## begin Record set

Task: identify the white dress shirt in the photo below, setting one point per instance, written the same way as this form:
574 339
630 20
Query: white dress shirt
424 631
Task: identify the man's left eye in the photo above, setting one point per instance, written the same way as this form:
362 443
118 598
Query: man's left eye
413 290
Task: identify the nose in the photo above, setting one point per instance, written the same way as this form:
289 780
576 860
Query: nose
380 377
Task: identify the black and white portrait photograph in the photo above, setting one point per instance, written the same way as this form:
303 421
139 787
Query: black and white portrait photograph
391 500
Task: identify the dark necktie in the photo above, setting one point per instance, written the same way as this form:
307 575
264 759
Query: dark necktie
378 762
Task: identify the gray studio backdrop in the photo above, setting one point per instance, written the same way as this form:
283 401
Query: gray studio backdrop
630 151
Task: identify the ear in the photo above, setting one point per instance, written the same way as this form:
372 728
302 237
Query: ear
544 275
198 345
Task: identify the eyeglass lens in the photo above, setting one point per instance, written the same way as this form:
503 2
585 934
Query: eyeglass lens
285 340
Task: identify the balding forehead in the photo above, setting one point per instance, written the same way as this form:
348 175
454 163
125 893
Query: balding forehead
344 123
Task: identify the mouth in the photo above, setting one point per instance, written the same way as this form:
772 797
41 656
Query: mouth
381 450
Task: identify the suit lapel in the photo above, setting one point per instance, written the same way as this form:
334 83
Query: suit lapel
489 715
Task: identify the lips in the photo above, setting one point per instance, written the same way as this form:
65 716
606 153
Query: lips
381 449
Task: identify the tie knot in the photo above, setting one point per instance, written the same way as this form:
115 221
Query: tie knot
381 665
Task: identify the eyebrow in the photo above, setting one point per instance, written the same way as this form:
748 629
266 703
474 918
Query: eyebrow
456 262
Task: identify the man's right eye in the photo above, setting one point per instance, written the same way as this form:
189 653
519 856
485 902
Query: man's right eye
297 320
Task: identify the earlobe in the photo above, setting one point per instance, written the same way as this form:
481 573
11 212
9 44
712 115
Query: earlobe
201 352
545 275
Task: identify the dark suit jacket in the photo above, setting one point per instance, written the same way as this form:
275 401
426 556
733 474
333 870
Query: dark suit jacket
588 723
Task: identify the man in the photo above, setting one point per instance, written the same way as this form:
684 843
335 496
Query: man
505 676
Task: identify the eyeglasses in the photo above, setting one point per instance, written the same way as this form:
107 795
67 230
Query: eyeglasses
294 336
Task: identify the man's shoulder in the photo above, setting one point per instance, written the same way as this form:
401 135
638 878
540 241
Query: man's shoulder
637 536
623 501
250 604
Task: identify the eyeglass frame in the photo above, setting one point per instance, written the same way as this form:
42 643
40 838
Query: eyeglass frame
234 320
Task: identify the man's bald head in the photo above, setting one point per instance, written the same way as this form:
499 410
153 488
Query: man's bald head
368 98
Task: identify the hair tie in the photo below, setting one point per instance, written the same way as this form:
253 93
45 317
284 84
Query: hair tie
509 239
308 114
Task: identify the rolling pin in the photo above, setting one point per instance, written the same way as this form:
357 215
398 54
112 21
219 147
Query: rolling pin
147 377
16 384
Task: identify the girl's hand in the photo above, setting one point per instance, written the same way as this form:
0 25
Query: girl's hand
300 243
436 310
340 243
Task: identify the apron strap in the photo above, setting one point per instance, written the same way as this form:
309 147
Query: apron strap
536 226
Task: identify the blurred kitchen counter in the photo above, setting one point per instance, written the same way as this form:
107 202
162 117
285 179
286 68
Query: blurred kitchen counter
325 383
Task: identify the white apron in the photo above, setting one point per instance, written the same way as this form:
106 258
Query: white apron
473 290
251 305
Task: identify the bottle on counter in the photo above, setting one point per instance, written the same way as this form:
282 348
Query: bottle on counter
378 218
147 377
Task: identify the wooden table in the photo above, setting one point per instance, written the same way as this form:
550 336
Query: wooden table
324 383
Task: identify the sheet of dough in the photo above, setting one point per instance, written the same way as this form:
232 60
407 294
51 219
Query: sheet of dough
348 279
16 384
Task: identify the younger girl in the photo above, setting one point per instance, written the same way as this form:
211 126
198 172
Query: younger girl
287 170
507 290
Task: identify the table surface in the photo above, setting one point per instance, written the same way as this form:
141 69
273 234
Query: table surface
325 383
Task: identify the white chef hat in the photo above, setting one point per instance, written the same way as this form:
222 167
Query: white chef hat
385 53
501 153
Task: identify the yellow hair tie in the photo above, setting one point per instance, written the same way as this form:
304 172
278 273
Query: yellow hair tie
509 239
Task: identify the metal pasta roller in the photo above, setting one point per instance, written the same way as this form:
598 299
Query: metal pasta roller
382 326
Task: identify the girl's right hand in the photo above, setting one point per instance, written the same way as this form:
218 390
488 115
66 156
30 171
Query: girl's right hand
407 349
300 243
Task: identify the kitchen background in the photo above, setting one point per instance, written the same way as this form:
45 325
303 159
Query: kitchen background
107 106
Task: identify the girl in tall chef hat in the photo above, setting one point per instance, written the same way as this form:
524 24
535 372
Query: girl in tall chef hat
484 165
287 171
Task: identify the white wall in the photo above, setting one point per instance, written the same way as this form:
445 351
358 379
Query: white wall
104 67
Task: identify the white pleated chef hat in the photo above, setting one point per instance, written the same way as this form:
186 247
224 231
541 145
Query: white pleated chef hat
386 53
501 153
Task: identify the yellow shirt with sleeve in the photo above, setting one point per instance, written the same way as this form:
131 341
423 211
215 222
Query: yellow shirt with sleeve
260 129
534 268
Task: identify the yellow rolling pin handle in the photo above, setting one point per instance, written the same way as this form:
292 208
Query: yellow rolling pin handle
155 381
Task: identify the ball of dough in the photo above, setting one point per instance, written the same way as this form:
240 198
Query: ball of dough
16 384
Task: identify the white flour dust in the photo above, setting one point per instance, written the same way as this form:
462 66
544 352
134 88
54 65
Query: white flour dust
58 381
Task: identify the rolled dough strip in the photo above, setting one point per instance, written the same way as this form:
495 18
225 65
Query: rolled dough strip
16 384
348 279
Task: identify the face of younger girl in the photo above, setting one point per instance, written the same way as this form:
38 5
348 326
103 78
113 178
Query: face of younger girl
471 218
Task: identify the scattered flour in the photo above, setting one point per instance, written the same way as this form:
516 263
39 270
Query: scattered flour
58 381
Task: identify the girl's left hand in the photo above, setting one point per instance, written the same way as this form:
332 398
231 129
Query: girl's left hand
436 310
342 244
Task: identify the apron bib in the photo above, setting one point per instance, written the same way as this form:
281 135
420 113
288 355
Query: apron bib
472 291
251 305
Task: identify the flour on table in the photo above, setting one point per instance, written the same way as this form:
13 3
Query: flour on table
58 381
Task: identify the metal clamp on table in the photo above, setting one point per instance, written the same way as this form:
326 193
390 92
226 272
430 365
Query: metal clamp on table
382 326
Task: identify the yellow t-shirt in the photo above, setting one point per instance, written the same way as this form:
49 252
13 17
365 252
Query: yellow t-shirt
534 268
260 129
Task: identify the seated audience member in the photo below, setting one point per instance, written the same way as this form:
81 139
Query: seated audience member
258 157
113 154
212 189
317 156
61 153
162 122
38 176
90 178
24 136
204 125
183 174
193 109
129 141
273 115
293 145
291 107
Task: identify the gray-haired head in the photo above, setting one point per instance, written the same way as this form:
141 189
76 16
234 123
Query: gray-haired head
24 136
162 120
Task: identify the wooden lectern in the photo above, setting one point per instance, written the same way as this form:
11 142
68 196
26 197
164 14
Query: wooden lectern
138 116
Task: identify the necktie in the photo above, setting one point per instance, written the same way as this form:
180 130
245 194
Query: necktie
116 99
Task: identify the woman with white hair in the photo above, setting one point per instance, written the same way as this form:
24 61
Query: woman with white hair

## end Record set

* Requirement
Write out the records from the line with "Task: identify the necktie" up to and including the last line of the records, keeping the request lines. Shift every coordinate in the answers by -145, and leave the sample coordinates in the requests unchanged.

* Reply to the exercise
Task: identify the necktie in the photo above, setting one point per instance, written the same way as this form:
180 130
245 194
Query: necktie
-29 -46
Task: identify the woman with white hair in the photo above, setting one point per instance, written the same way as this form:
24 61
Query: woman with white hair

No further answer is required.